PROBLEM REQUIREMENTS:
Can you extract every line in the entries below that contains the word "shirt"?

* start ENTRIES SHOWN *

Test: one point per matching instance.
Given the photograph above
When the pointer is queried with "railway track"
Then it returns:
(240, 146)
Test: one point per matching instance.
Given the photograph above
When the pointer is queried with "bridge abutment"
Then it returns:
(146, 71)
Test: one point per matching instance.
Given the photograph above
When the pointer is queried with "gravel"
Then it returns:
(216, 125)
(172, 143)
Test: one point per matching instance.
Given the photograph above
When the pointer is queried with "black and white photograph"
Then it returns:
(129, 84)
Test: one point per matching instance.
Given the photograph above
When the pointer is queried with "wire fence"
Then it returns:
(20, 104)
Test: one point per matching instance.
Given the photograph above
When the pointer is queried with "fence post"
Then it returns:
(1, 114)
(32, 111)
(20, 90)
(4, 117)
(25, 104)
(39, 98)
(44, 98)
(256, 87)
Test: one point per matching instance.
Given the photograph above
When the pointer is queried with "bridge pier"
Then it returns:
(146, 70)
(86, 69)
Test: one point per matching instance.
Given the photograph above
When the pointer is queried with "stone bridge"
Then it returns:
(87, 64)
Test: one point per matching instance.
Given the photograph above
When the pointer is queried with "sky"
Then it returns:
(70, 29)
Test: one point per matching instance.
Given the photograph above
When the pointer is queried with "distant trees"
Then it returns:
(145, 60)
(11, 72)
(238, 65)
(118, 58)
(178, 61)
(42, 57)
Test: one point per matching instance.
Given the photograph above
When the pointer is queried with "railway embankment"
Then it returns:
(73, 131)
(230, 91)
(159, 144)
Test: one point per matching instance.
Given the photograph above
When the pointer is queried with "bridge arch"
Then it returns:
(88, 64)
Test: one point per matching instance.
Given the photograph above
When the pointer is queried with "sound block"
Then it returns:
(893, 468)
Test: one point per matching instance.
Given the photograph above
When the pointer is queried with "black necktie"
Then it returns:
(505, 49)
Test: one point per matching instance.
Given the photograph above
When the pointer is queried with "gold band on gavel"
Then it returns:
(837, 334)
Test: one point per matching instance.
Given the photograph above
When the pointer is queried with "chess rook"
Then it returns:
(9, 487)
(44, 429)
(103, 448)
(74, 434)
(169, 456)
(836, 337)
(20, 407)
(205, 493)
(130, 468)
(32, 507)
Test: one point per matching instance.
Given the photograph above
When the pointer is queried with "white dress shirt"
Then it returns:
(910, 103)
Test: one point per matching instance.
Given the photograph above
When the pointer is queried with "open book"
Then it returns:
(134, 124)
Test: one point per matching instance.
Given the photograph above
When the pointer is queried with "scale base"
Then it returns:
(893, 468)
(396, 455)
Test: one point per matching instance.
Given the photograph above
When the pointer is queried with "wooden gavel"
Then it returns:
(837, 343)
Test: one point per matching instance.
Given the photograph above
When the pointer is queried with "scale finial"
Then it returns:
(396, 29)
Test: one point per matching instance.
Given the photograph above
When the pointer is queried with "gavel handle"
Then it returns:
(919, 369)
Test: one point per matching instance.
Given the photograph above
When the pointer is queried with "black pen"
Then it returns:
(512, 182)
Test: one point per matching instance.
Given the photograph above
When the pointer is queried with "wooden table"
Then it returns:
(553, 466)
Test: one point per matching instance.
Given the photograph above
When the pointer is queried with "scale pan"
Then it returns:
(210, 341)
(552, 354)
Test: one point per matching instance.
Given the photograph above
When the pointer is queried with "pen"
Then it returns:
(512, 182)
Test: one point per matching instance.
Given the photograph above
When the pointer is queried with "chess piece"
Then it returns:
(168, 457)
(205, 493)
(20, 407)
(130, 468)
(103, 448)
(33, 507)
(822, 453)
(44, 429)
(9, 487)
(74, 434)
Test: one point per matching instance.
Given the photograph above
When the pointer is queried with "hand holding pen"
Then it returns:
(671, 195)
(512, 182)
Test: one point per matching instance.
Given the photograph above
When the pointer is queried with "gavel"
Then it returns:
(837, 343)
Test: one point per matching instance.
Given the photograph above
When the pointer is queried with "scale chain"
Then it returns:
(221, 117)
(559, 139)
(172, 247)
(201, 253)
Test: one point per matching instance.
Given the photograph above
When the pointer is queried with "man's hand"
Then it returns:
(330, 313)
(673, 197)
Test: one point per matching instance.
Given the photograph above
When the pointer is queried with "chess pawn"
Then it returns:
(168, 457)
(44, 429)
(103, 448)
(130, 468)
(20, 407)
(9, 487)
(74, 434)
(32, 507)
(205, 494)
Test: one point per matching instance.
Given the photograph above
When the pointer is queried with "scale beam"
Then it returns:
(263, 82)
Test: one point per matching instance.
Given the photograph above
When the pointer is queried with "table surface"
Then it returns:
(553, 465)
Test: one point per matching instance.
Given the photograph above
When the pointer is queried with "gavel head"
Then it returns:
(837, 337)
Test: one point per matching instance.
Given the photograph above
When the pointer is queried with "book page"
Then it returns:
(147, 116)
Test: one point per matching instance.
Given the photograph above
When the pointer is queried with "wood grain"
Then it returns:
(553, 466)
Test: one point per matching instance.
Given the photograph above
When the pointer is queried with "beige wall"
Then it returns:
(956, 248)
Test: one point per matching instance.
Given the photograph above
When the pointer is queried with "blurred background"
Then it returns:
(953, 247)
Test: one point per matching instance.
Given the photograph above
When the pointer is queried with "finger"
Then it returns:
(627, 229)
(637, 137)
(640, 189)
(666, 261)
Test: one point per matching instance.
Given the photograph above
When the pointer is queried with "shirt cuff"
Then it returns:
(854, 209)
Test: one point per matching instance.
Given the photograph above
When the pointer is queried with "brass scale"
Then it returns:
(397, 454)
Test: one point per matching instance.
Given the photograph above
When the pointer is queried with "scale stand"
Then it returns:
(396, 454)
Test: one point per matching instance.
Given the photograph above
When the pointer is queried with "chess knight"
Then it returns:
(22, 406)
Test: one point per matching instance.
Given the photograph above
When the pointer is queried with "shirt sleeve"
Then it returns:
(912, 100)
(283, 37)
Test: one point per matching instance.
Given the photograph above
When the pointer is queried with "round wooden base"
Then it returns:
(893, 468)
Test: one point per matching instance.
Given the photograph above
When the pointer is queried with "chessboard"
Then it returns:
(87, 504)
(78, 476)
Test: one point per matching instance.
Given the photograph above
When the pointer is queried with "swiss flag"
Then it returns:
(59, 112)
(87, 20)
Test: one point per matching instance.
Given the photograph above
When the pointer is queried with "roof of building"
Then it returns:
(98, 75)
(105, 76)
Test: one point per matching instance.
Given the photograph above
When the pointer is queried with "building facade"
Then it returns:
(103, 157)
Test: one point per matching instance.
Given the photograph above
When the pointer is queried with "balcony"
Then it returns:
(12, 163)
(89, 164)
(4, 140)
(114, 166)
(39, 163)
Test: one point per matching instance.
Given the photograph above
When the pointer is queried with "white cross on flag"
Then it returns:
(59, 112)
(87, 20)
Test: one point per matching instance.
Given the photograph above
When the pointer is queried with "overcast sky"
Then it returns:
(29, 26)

* end ENTRIES SHOWN *

SOLUTION TO THIS PROBLEM:
When the pointer is queried with "white dress shirt"
When the pointer is queried with "shirt cuff"
When the pointer is queried with "shirt sleeve"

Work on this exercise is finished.